◆ **Objective**
Copy out every line below, from the first line through the line containing "x=521, y=251", and shift each answer point by adding 58 to both its x and its y coordinate. Leave all the other lines as they are.

◆ **Records provided**
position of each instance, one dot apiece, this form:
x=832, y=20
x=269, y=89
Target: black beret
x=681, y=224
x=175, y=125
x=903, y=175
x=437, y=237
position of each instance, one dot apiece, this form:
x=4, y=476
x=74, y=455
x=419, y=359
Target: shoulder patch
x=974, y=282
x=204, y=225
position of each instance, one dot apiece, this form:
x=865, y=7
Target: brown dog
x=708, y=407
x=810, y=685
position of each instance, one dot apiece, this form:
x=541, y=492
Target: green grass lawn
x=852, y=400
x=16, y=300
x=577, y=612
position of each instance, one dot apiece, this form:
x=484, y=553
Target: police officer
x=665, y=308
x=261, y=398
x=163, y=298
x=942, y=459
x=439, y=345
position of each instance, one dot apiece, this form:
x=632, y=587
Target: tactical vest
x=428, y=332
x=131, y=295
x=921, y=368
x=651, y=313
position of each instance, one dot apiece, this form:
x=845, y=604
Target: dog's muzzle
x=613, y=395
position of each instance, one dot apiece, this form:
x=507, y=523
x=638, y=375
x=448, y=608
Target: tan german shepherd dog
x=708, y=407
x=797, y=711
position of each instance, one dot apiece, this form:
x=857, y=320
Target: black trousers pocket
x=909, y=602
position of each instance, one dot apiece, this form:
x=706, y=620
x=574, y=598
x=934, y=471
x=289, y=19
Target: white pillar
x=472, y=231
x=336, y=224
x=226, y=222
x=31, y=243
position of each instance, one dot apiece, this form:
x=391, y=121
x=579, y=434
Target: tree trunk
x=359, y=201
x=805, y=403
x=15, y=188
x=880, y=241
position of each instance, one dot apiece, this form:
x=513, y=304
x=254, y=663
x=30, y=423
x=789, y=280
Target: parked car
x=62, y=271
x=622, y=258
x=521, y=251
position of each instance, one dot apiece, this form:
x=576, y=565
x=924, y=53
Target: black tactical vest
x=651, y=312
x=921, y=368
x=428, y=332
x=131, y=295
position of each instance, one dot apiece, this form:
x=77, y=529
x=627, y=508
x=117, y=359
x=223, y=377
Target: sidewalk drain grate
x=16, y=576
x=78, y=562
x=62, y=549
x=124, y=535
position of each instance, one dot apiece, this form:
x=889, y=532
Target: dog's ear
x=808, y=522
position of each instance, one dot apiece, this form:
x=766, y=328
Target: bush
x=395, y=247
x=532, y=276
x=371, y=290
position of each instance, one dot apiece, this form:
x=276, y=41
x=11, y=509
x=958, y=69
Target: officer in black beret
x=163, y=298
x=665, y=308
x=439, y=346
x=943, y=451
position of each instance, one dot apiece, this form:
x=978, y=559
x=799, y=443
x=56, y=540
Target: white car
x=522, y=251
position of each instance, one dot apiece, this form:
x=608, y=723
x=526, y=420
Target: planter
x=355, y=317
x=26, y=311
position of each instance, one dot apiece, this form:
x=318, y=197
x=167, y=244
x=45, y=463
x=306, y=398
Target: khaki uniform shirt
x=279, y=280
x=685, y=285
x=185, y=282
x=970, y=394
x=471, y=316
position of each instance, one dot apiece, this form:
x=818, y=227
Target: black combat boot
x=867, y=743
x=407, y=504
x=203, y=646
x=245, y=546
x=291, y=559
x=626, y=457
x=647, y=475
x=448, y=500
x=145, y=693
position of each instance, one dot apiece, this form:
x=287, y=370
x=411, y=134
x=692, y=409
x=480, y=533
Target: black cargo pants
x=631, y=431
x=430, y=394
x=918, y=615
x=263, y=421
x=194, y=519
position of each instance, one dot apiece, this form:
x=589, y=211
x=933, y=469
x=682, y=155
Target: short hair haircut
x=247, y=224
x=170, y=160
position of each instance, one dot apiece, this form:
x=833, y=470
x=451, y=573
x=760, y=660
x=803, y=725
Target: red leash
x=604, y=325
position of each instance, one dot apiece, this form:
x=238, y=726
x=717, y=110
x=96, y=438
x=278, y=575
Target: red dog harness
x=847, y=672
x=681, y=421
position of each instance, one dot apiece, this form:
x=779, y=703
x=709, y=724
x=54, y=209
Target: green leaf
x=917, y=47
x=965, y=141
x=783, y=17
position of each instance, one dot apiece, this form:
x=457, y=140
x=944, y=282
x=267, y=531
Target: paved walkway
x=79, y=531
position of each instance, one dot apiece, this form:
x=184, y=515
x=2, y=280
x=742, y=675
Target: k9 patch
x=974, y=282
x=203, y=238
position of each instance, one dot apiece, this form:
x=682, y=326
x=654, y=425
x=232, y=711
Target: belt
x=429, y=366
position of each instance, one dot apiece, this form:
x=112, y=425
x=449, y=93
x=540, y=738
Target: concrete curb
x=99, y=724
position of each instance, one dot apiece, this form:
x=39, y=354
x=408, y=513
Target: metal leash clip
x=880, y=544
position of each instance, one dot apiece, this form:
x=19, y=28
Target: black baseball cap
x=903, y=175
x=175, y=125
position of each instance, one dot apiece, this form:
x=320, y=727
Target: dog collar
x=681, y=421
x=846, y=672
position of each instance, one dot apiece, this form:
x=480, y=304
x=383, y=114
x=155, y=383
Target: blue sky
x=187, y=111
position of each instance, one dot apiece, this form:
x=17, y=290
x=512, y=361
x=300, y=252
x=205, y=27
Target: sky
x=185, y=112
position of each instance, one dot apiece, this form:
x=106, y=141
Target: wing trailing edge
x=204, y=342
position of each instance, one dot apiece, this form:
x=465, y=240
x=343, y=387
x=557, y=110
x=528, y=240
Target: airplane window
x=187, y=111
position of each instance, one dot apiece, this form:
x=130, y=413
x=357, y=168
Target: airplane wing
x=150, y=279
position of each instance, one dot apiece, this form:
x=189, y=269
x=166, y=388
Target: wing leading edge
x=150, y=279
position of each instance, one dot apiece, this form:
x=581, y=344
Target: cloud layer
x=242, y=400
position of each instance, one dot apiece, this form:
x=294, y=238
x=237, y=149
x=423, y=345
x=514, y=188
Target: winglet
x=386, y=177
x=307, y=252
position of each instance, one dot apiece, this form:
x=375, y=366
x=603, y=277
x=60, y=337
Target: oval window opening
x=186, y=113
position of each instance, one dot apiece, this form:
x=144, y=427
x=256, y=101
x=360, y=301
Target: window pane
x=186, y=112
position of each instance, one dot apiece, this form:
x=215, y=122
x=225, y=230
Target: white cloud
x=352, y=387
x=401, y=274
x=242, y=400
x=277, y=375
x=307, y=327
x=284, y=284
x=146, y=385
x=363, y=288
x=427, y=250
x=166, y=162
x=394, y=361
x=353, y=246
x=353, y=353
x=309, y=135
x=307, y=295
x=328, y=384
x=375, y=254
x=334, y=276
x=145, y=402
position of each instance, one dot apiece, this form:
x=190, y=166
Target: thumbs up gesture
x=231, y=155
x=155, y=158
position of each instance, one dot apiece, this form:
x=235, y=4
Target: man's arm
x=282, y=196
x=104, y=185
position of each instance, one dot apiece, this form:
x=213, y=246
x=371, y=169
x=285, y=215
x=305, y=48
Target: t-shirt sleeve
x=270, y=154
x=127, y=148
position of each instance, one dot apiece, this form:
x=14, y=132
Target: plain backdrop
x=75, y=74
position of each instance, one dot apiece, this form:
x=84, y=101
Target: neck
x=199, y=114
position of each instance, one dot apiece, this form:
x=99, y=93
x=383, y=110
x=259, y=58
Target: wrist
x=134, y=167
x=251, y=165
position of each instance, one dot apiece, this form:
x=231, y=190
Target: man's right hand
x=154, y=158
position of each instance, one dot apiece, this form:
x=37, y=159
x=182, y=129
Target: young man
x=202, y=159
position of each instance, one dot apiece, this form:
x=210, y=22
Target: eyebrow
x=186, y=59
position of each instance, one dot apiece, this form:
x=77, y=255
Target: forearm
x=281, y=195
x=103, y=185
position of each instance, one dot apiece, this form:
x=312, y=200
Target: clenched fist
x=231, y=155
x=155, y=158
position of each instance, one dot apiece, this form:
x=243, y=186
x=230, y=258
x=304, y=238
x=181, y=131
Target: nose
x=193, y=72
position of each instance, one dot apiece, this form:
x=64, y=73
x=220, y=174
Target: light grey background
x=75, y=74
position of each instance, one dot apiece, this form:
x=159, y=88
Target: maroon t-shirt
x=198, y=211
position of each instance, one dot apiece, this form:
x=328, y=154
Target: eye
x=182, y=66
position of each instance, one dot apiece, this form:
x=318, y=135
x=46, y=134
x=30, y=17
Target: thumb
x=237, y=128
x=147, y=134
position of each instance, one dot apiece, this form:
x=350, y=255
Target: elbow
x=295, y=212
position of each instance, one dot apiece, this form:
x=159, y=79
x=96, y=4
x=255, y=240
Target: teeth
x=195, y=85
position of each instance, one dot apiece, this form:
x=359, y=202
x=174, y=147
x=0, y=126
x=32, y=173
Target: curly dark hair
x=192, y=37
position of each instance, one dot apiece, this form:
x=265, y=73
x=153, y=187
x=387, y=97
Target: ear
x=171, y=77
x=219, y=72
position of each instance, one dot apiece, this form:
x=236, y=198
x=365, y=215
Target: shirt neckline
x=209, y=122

◆ **Answer to the exercise**
position of each instance, one dot apiece, this form:
x=832, y=20
x=269, y=89
Target: black beret
x=739, y=282
x=233, y=183
x=961, y=233
x=495, y=295
position of each instance, one dot apiece, this form:
x=4, y=476
x=74, y=455
x=419, y=359
Target: shoulder patch
x=1032, y=340
x=262, y=283
position of each instance, one dot apiece, this form:
x=865, y=7
Target: brown dog
x=766, y=465
x=868, y=743
position of each instance, one dot apiece, this form:
x=541, y=492
Target: green grass lawn
x=910, y=458
x=74, y=358
x=635, y=670
position of each instance, one dot apiece, this form:
x=484, y=553
Target: police officer
x=723, y=366
x=319, y=456
x=221, y=356
x=1000, y=517
x=497, y=403
position of each instance, one dot apiece, this form:
x=632, y=587
Target: tactical vest
x=486, y=390
x=189, y=353
x=979, y=426
x=709, y=371
position of each instance, one dot apiece, this form:
x=845, y=604
Target: dog's muzzle
x=671, y=453
position of each instance, one dot apiece, this form:
x=507, y=523
x=638, y=375
x=448, y=608
Target: tan german shepherd dog
x=766, y=465
x=855, y=769
position of each instance, one dot apiece, this form:
x=857, y=320
Target: black trousers pocket
x=967, y=660
position of each instance, one dot apiece, this form:
x=706, y=620
x=574, y=598
x=934, y=471
x=289, y=19
Target: white pillar
x=530, y=289
x=394, y=282
x=284, y=280
x=89, y=301
position of each instance, one dot apiece, this form:
x=391, y=121
x=579, y=434
Target: tree trunk
x=417, y=259
x=863, y=461
x=73, y=246
x=938, y=299
position of each instance, one dot apiece, this form:
x=513, y=304
x=254, y=663
x=30, y=423
x=789, y=280
Target: parked car
x=120, y=329
x=680, y=316
x=579, y=309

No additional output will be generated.